• Records to process:
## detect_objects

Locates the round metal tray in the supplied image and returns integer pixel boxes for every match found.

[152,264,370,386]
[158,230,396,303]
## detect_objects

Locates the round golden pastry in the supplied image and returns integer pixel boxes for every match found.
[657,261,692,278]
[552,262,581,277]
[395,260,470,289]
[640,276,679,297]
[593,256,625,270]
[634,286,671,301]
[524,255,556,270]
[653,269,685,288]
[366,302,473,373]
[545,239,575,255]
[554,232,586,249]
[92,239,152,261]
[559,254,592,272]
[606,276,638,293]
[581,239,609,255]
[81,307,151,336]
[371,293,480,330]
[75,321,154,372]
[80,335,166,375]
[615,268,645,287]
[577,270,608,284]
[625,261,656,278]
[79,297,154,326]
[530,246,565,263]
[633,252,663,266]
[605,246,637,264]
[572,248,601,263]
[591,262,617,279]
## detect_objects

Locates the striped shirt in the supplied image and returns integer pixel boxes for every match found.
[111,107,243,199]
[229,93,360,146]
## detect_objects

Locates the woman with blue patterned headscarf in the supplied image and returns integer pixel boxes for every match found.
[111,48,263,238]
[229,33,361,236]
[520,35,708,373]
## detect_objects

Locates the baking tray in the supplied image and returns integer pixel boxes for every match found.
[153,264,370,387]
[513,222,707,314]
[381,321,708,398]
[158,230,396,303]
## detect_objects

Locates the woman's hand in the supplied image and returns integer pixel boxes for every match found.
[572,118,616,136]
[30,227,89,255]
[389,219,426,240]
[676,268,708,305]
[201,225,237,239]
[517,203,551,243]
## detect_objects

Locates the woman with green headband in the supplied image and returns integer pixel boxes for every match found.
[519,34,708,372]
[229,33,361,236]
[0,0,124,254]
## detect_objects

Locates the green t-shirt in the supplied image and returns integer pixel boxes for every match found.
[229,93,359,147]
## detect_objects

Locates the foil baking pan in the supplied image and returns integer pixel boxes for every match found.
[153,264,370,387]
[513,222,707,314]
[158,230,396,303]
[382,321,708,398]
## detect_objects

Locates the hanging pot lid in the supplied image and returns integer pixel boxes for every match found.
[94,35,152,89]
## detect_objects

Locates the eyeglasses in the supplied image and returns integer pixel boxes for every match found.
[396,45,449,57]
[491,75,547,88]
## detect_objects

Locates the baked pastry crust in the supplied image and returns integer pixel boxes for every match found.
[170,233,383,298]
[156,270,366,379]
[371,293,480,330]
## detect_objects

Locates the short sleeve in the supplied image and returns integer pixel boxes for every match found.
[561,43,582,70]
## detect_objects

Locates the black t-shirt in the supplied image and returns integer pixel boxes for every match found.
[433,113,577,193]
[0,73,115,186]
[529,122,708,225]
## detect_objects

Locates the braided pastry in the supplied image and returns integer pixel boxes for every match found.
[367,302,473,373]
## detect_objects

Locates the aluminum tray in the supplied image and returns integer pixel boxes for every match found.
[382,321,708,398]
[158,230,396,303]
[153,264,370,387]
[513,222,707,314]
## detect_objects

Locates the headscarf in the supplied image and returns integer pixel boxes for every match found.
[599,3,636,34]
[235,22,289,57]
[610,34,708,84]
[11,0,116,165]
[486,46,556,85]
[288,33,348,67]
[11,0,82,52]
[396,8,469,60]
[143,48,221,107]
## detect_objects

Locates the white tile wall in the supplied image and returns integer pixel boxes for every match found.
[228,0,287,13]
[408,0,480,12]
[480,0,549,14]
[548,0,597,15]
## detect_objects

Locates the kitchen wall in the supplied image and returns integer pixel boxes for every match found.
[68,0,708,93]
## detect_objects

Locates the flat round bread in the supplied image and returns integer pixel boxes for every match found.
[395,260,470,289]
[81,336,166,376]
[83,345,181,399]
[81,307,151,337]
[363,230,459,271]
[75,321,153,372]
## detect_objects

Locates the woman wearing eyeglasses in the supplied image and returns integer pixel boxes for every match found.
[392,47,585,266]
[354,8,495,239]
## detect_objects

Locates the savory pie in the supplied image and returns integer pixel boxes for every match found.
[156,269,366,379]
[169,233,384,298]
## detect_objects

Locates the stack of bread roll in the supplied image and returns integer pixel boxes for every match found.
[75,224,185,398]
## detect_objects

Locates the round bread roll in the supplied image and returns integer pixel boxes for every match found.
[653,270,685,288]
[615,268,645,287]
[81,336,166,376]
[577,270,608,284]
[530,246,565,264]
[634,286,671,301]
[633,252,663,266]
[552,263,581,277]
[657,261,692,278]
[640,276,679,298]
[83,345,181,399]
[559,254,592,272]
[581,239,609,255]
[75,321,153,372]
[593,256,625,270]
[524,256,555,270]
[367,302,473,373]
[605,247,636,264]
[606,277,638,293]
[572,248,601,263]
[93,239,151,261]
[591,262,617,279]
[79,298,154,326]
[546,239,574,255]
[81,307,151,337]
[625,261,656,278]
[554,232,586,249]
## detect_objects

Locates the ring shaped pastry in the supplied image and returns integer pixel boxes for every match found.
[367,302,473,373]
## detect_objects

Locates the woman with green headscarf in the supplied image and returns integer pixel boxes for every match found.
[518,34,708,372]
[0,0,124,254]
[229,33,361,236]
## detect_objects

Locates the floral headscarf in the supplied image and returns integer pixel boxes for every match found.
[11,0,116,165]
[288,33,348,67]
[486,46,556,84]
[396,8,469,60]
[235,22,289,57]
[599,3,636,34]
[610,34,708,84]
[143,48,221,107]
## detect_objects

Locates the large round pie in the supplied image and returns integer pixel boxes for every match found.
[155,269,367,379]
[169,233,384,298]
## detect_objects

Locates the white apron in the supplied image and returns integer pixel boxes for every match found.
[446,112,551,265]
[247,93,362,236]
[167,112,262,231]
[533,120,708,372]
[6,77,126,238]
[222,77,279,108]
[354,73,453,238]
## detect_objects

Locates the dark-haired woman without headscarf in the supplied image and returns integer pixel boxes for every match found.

• Exercise brief: Give an exact transcription of the data shown above.

• Output for this exercise:
## detect_objects

Locates the round metal tray in the supplied image and returns integer pixel boxes for every match found.

[152,264,370,386]
[158,230,396,303]
## detect_objects

Locates the round golden pastry in the supplied image and returns integer pixel boxes for every match found.
[657,261,692,278]
[552,262,581,277]
[395,260,470,289]
[640,276,679,297]
[593,256,625,270]
[634,286,671,301]
[524,255,556,270]
[653,269,685,288]
[366,302,473,373]
[545,239,575,255]
[554,232,586,249]
[92,239,152,261]
[559,254,592,272]
[606,276,638,293]
[581,239,609,255]
[81,307,151,336]
[371,293,480,330]
[75,321,154,372]
[80,335,166,375]
[615,268,645,287]
[577,270,608,284]
[625,261,656,278]
[79,297,154,326]
[530,246,565,263]
[633,252,663,266]
[605,246,637,264]
[572,248,601,263]
[591,262,617,279]
## detect_objects

Locates the striped shirt in the supplied image and returns integer pixel boxes for every match found.
[111,107,243,199]
[229,93,360,146]
## detect_objects

Locates the woman with blue patterned headscarf in the supplied image and returns integer pixel boxes for every match found.
[111,48,263,238]
[229,33,361,236]
[520,35,708,373]
## detect_objects

Locates the baking tray in the supplied image and returns integer pixel boxes for every match found.
[153,264,370,387]
[513,222,707,314]
[381,321,708,398]
[158,230,396,303]
## detect_objects

Locates the woman's hand in the supplied image and returns integer pixel boxes for every match found.
[572,118,616,136]
[30,227,89,255]
[389,219,426,240]
[676,268,708,305]
[201,225,237,239]
[517,203,551,243]
## detect_objects

Locates the woman with green headband in the supplied image and returns integer pixel boxes for every match found.
[519,34,708,372]
[229,33,361,236]
[0,0,124,254]
## detect_objects

Locates the green t-shirt in the supplied image and returns integer pixel boxes for every match found.
[229,93,359,147]
## detect_objects

Locates the foil baking pan in the supplied image and returns integer pixel boxes for every match found.
[153,264,370,387]
[513,222,707,314]
[158,230,396,303]
[382,321,708,398]
## detect_objects

Locates the hanging pot lid in the supplied image and returns integer pixel boxes for every match found.
[94,35,152,89]
## detect_objects

Locates the eyeglasses in the supplied image and returns integer pixel boxes for every match found.
[396,45,449,57]
[491,75,547,88]
## detect_objects

Locates the baked pastry crust in the supplied image and returns integer pixel boxes for every match found.
[170,233,383,298]
[156,270,366,379]
[371,293,480,330]
## detect_objects

Locates the short sleeve in the supplied image and returns integer pixel boxes for every match found.
[561,43,582,70]
## detect_objects

Locates the black t-shirt in the supplied image and returns integer pixel boxes for every match found.
[433,113,577,193]
[0,73,115,186]
[529,122,708,225]
## detect_objects

Locates the braided pastry in the supplied image and returns integer pixel boxes for every match found.
[367,302,473,373]
## detect_objects

Locates the aluminum tray in the supplied image and returns integer pixel boxes for every match found.
[382,321,708,398]
[158,230,396,303]
[153,264,370,387]
[513,222,707,314]
## detect_objects

Locates the headscarf in the supplied image and returns integer pixel boxes for every match found.
[599,3,636,34]
[235,22,289,57]
[610,34,708,84]
[11,0,116,165]
[486,46,556,85]
[288,33,348,67]
[11,0,82,52]
[396,8,469,60]
[143,48,221,107]
## detect_objects

Locates the white tile wall in the supplied image and returns integer pixel boxes for every match found.
[228,0,287,13]
[408,0,480,12]
[480,0,549,14]
[548,0,597,15]
## detect_objects

Locates the kitchen wall in the supplied image and returns integer pixel boxes for every match found.
[68,0,708,93]
## detect_objects

Locates the flat round bread in the supplied image and returns integer pixel boxes for every match found.
[395,260,470,289]
[81,336,166,376]
[83,345,181,399]
[81,307,151,337]
[363,230,459,271]
[75,321,153,372]
## detect_objects

Locates the woman wearing eyeglasses in the supplied image and returns integer pixel boxes for every match found.
[392,47,585,266]
[354,8,495,239]
## detect_objects

Locates the savory pie in the supplied image and returns integer pixel boxes for every match found.
[156,269,366,379]
[169,233,384,298]
## detect_objects

Locates the stack of bread roll in the supplied image and returns integer pixel boxes for every match found.
[75,224,185,398]
## detect_objects

Locates the round bread roll in the supplied image and returns integer pixel boxes for every match found.
[653,270,685,288]
[615,268,645,287]
[81,336,166,376]
[577,270,608,284]
[530,246,565,264]
[634,286,671,301]
[633,252,663,266]
[552,263,581,277]
[657,261,692,278]
[640,276,679,298]
[83,345,181,399]
[559,254,592,272]
[581,239,609,255]
[75,321,153,372]
[593,256,625,270]
[524,256,555,270]
[367,302,473,373]
[605,247,636,264]
[606,277,638,293]
[572,248,601,263]
[93,239,151,261]
[591,262,617,279]
[79,298,154,326]
[546,239,574,255]
[81,307,151,337]
[625,261,656,278]
[554,232,586,249]
## detect_objects

Locates the ring shaped pastry in the supplied image and returns integer pixel boxes for every match found.
[367,302,473,373]
## detect_objects

Locates the woman with green headscarf in the supplied image and returns integer pixel boxes for every match found.
[518,34,708,372]
[0,0,124,254]
[229,33,361,236]
## detect_objects

Locates the floral headscarf in the supplied image and returns integer pixel boxes for every match found.
[11,0,116,165]
[288,33,348,67]
[486,46,556,84]
[396,8,469,60]
[235,22,289,57]
[599,3,636,34]
[610,34,708,84]
[143,48,221,107]
## detect_objects

Locates the large round pie in the supplied image and returns integer pixel boxes for every match found.
[155,269,367,379]
[169,233,384,298]
## detect_objects

Locates the white apron in the supplied image and returns integer pixel boxes for every match found.
[446,112,551,265]
[247,93,362,236]
[167,112,262,231]
[533,120,708,372]
[6,77,126,238]
[222,77,279,108]
[354,73,453,238]
## detect_objects

Locates the dark-haired woman without headscarf in the supplied image and returns integer pixel boxes for every match found.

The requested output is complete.